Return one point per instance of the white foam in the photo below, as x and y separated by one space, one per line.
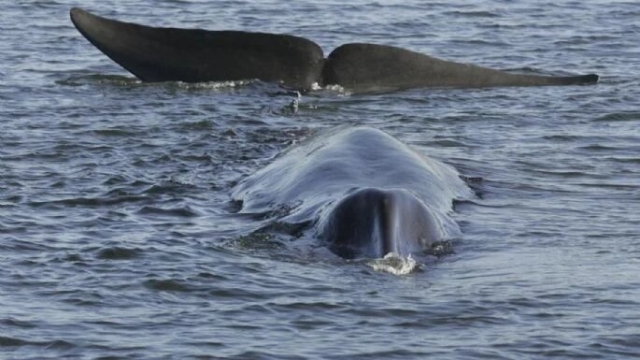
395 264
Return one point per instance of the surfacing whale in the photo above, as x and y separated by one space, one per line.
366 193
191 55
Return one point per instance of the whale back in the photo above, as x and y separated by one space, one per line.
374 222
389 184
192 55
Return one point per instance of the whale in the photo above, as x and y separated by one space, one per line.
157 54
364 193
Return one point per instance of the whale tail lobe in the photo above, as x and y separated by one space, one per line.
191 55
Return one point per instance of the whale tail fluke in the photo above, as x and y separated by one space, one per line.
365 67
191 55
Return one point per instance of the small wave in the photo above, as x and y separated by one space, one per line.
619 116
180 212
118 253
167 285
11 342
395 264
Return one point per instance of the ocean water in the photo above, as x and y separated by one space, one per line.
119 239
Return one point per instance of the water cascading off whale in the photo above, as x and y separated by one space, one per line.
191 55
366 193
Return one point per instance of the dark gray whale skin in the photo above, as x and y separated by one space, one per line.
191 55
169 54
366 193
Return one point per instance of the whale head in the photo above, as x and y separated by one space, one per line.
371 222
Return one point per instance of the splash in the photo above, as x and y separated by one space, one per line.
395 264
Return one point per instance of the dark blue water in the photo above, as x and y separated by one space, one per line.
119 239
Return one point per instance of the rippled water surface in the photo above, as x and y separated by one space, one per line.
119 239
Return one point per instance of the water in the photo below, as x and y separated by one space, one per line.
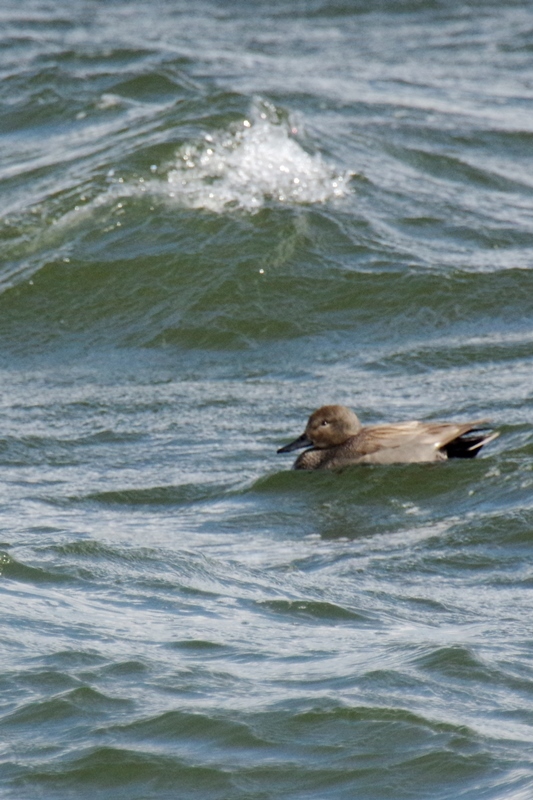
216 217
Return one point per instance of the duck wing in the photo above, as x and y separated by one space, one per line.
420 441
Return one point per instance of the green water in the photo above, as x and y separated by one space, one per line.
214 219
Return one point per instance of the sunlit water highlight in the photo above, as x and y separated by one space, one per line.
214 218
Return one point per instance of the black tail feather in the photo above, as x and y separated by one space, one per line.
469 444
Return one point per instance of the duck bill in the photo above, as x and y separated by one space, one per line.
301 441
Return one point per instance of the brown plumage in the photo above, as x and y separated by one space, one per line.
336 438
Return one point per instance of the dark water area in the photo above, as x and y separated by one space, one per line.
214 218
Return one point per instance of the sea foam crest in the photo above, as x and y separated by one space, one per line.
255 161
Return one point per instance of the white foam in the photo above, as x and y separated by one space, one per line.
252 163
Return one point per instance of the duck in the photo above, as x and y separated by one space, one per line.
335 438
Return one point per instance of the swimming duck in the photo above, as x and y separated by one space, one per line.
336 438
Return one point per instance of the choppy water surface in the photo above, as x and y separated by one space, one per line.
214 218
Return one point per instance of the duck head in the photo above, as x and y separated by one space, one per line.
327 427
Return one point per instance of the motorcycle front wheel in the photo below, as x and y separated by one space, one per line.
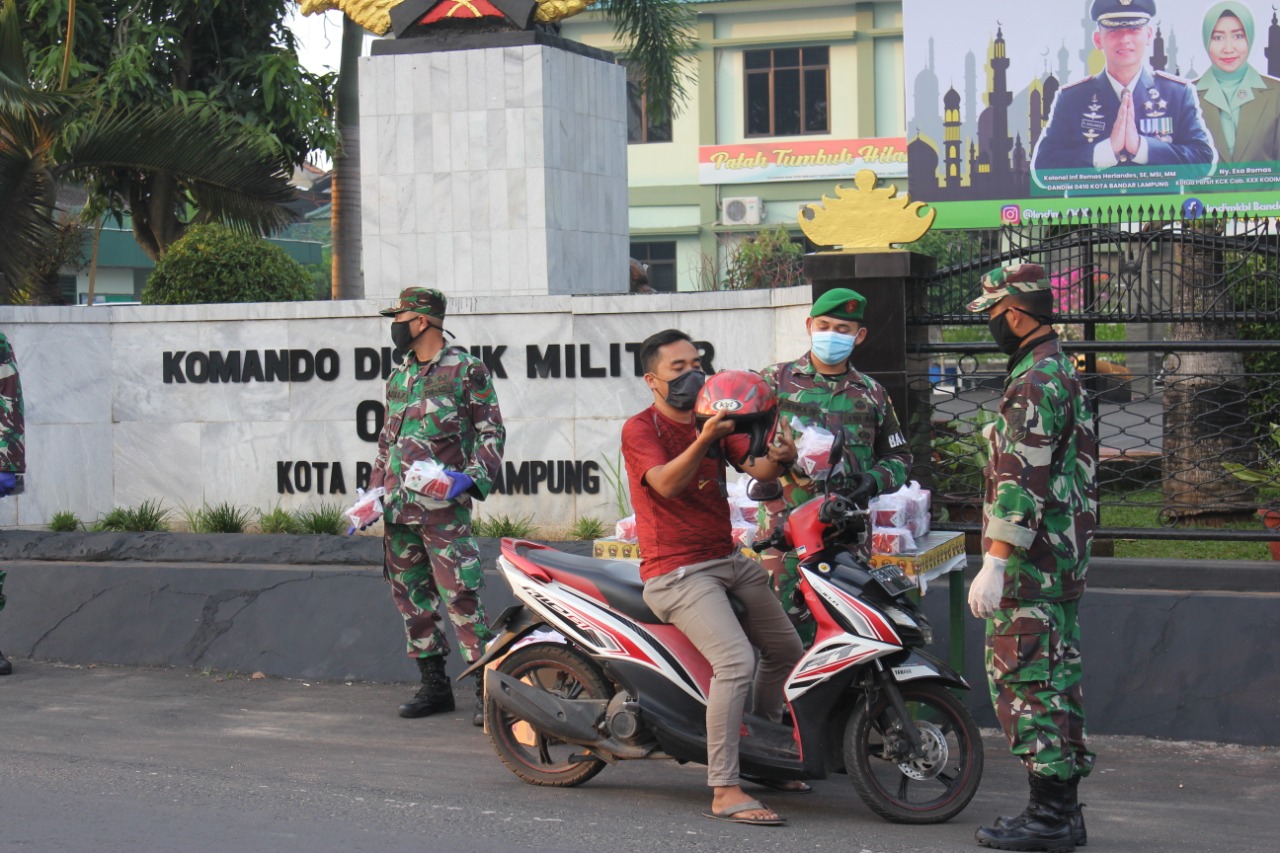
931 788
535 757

* Problem description *
Output an exact copy of the material, with the pictures removed.

* Result *
Return one point per instance of the white foam in the photo below, as x and y separated by one space, one per line.
395 264
Return one point per instance of the surfacing whale in the photo above, as x and y separated by one space, one per line.
366 193
191 55
Return one point per instance of the whale back in the photo above, as x and y separated by one space, one per line.
374 222
389 184
192 55
Return one point per instance of the whale in the photo above, as x and y separated by one space, one per line.
157 54
364 193
Return one point per instance of the whale tail lobe in the photo above, as x and y separated by one space, one per line.
191 55
Return one point per instance of the whale tail fluke in the photo above, as x and y separated by one space, one per line.
365 67
191 55
Return one point per instance of the small wave in the photo above, as x and y separated by one space, one per line.
619 116
180 212
118 253
167 285
11 342
395 264
Return one point per instance of the ocean water in the photo above, as x and y separated by one space, one per line.
119 239
Return one point per instance of the water cascading off whale in the photo above, as x and y separated by one space, one per line.
191 55
366 193
Return one point per instance of the dark gray whale skin in the photo above, as x and y separated by one space, one per line.
191 55
169 54
366 193
Return one point per instance of the whale head in the photo above, as x and y separated by one space, one per line.
371 222
Return one point per instance of the splash in the photo above, as x and y separated by one space, one per line.
395 264
Return one point per instance of the dark blue water in the photo above, as x and y separated by one space, one per line.
119 239
Return one point per instance of the rippled water surface in the photo above, as x and y separated by one space, one per line.
119 239
Return one point per instance of the water in the photo below, as x and y separated by one space, one per line.
216 217
Return one point per instance of the duck wing in the photo above, as x and y separated by one space, one per line.
420 441
Return one point per instance of the green water in the photo above, as x and y separated by one space, one per line.
214 219
Return one point per instance of the sunlit water highlight in the photo above, as x and y separated by one space, one per line.
214 218
Return one point per instance of the black tail feather in the photo above, as x and y separated by one space, one per line.
469 444
Return one point per instance of the duck bill in the photo above, as x and y separated by one space, one per line.
301 441
Return one point per instance of the brown plumage in the photo above, as x and y separated by one space, one per line.
336 438
Return one point per instance of the dark water area in the photo above, as x and y separated by one space, one per line.
214 218
Return one point per instance of the sea foam crest in the photo above, as x and y separated by one space, one per line.
255 161
Return one point per instance of the white foam in the photo above, as x and y separated by one space, one per line.
252 163
Return one point per instance of the duck in the photo above, as x and y separated by one space, one per line.
335 438
Return one point per instance of the swimming duck in the photo above, as x and y separated by one space, one per line.
336 438
Return one point per instance of the choppy water surface in the photo above, as x and y separated by one space, one per line.
214 218
Return one point per instance of the duck head in the photo above, as x and y separated by one space, one per line.
327 427
Return one point per instance of the motorcycle front wheel in the photo below, as x and y separated by one space, one per line.
931 788
535 757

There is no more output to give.